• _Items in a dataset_

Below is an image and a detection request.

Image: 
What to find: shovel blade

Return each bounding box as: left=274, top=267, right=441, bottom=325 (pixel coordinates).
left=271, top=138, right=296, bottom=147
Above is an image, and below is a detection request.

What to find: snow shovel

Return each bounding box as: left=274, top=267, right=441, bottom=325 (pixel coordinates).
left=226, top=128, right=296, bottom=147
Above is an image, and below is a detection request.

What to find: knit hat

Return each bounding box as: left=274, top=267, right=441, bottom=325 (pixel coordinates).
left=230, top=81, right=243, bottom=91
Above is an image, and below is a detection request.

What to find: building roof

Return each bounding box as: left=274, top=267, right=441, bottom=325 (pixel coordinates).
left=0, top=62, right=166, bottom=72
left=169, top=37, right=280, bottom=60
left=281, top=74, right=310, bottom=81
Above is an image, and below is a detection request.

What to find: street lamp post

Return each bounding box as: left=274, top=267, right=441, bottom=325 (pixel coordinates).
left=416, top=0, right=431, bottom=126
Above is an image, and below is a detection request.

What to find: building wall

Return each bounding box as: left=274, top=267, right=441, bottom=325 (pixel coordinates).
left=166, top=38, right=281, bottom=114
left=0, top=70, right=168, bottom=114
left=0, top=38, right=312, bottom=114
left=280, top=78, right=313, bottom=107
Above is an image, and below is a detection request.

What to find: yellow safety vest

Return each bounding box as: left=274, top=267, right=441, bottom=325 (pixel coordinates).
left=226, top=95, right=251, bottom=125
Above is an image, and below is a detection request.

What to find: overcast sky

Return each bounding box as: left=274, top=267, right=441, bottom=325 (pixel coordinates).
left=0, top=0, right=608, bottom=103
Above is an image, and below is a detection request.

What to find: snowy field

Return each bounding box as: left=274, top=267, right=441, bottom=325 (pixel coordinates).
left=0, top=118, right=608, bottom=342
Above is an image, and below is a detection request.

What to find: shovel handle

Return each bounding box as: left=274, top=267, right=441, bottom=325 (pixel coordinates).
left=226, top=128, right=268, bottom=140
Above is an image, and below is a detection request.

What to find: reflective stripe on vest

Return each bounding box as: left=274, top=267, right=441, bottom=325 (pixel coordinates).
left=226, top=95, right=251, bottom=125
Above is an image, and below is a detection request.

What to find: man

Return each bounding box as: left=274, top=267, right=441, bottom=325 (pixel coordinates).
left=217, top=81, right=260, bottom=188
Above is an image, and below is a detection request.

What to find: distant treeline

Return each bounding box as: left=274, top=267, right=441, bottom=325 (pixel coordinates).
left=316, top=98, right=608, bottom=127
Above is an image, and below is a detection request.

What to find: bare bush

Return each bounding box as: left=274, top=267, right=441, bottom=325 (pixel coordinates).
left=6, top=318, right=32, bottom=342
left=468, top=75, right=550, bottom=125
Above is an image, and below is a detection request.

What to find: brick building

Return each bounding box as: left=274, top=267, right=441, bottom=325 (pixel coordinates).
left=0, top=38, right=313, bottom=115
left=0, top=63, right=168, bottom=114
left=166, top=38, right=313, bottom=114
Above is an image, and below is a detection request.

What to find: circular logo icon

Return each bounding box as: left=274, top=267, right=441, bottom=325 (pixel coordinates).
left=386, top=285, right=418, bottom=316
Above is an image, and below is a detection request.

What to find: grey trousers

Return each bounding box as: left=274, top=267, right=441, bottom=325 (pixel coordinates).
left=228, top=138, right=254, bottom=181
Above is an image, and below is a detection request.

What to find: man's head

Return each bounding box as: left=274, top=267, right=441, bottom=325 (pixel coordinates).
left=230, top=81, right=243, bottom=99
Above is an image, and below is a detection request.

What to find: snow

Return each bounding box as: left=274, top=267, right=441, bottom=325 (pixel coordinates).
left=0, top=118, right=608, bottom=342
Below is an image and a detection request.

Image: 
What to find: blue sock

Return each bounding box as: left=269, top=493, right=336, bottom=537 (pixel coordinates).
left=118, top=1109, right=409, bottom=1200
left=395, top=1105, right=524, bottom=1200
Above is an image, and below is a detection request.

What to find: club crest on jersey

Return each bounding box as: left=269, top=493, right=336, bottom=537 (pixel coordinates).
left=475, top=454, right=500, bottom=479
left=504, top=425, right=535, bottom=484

• _WHAT THE EXERCISE ASKS_
Write out these lines again exactly, covering every record.

• _TASK RESPONSE_
Below is an image and a detection request.

Image: 
What to find: shovel blade

Return each bounding box as: left=274, top=267, right=441, bottom=325 (pixel coordinates).
left=271, top=138, right=296, bottom=147
Above is an image, and below is a detection request.

What to find: snow shovel

Return each bounding box as: left=274, top=267, right=441, bottom=325 (pixel coordinates).
left=226, top=128, right=296, bottom=147
Above is an image, and below is a detection request.

What to find: knit hat

Return each bounding box as: left=274, top=267, right=441, bottom=325 (pixel coordinates).
left=230, top=81, right=243, bottom=91
Above is an image, and below is a detection request.

What to find: building roof

Return each bounding box as: left=274, top=267, right=441, bottom=325 (pixel coordinates).
left=0, top=62, right=166, bottom=72
left=169, top=37, right=280, bottom=60
left=281, top=74, right=310, bottom=81
Above is an image, and below is a detection request.

What to find: street lamp post

Return each bounding box as: left=274, top=267, right=441, bottom=325 (pixel coordinates).
left=416, top=0, right=431, bottom=126
Above is an image, and below is a detection request.

What to find: building wall

Return each bounding box as: left=274, top=267, right=441, bottom=325 (pixel coordinates).
left=166, top=38, right=281, bottom=114
left=0, top=70, right=168, bottom=114
left=0, top=38, right=312, bottom=114
left=280, top=78, right=313, bottom=107
Above is an image, and below is a detection request.

What to find: yellow safety vest

Return each bounding box as: left=274, top=267, right=441, bottom=325 (pixel coordinates).
left=226, top=95, right=251, bottom=125
Above is an image, and below is a detection request.

What to find: overcast sky

Return each bounding box as: left=274, top=267, right=441, bottom=325 (pixel coordinates).
left=0, top=0, right=608, bottom=103
Above is an image, and below is a detection request.

What to find: snowy field

Return each bounding box as: left=274, top=267, right=441, bottom=325 (pixel coordinates).
left=0, top=118, right=608, bottom=342
Above is an image, and below is a detection request.

What to find: shovel handle

Return each bounding box as: left=274, top=267, right=441, bottom=325 (pixel coordinates).
left=226, top=128, right=268, bottom=140
Above is an image, and below is a detection request.

What to find: reflective stripe on vest

Return each bounding box as: left=274, top=267, right=441, bottom=325 (pixel coordinates).
left=226, top=95, right=251, bottom=125
Above is an image, and below is a detection request.

What to find: man

Return each bounding box as: left=274, top=267, right=441, bottom=325 (pixel coordinates).
left=217, top=81, right=260, bottom=188
Above is an image, and below is a detection request.

What to find: distant treeline

Return each bounding box as: left=274, top=267, right=441, bottom=325 (pixel coordinates).
left=316, top=98, right=608, bottom=127
Above is an image, and below is a detection request.

What to find: bare bush

Return each bounding box as: left=274, top=267, right=441, bottom=325 (pixel coordinates).
left=6, top=318, right=32, bottom=342
left=468, top=75, right=550, bottom=125
Above is an image, and below is a detection request.

What to find: brick building

Return each bounding box as: left=274, top=267, right=441, bottom=325 (pixel coordinates).
left=0, top=38, right=313, bottom=115
left=0, top=63, right=168, bottom=114
left=166, top=38, right=313, bottom=114
Above is an image, and below is a detection request.

What to find: circular logo icon

Return each bounding box as: left=274, top=267, right=441, bottom=325 (pixel coordinates).
left=386, top=285, right=418, bottom=316
Above is an image, and below is a detection request.

What to find: grey trousers

Return each bounding box as: left=274, top=267, right=441, bottom=325 (pixel coordinates).
left=228, top=138, right=254, bottom=181
Above is an image, and below is a detection request.

What to find: man's head

Return each bounding box as: left=274, top=267, right=441, bottom=325 (pixel coordinates).
left=230, top=81, right=243, bottom=99
Above is an image, and below is a detection request.

What to find: snow

Return each bounding box as: left=274, top=267, right=441, bottom=325 (pixel coordinates).
left=0, top=118, right=608, bottom=342
Below is an image and a detection request.

Image: 
What to find: blue sock

Return each bounding box as: left=269, top=493, right=336, bottom=537 (pixel coordinates).
left=118, top=1109, right=409, bottom=1200
left=395, top=1105, right=524, bottom=1200
Above is an image, and below is a detection request.

What to find: club crest on jersey

Return each bounding box as: left=269, top=493, right=336, bottom=537 (pixel coordinates).
left=475, top=454, right=500, bottom=479
left=504, top=425, right=535, bottom=484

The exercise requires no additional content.